Stored data entries
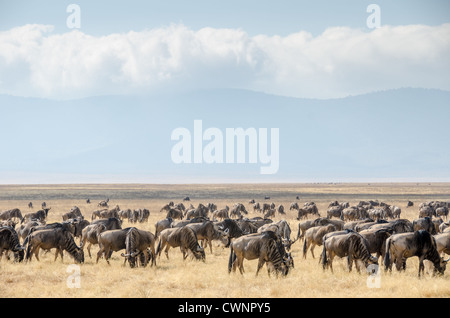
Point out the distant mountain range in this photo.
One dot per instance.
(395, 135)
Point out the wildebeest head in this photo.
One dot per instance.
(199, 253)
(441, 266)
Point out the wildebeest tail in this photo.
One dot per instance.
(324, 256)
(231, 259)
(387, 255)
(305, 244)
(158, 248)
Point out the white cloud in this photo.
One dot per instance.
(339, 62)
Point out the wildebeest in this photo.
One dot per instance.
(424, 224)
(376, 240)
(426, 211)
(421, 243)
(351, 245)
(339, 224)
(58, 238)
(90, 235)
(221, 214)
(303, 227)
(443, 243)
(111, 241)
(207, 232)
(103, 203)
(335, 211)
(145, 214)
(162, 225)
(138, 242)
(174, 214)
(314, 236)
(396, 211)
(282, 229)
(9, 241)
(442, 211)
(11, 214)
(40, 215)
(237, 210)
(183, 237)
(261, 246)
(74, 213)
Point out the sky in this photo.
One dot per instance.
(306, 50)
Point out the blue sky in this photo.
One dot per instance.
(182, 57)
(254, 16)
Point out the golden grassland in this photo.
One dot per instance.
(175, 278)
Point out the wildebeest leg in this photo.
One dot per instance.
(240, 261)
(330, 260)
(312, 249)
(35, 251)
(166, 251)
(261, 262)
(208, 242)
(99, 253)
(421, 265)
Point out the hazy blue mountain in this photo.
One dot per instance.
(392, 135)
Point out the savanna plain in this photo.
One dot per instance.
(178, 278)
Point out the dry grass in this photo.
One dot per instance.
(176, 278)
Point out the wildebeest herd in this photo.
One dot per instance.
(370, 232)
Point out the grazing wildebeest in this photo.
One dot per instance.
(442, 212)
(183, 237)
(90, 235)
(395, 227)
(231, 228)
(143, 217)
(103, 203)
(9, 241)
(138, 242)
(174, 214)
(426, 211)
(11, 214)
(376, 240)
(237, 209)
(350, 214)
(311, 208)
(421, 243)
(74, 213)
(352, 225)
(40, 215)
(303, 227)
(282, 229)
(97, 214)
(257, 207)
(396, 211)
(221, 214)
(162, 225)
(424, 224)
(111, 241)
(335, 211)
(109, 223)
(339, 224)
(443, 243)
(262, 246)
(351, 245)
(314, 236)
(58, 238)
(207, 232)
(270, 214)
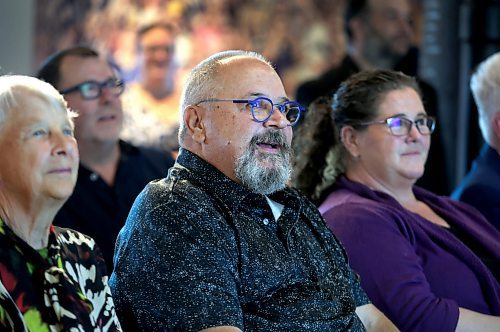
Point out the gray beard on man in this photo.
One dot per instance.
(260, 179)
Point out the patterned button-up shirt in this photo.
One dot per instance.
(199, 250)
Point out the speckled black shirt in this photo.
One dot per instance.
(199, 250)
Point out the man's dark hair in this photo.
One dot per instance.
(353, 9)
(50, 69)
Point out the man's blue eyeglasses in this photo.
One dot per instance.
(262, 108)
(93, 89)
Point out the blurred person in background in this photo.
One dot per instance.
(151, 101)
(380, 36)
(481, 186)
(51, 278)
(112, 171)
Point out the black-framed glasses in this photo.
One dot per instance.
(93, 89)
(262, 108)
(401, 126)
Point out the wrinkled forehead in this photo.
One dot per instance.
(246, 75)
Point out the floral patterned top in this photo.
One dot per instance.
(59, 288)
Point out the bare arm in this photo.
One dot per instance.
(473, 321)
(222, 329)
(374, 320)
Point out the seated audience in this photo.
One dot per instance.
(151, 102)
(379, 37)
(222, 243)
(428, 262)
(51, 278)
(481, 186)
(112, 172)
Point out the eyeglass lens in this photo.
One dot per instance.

## THE TASK:
What the answer needs is every line from the data above with "wildebeest" in it.

## ANSWER:
Point out the wildebeest head in this photo.
Point out the wildebeest tail in this photo.
Point out the wildebeest in this photo.
Point out the wildebeest leg in this photo.
Point out the wildebeest herd in this photo.
Point out the grazing wildebeest in this photo.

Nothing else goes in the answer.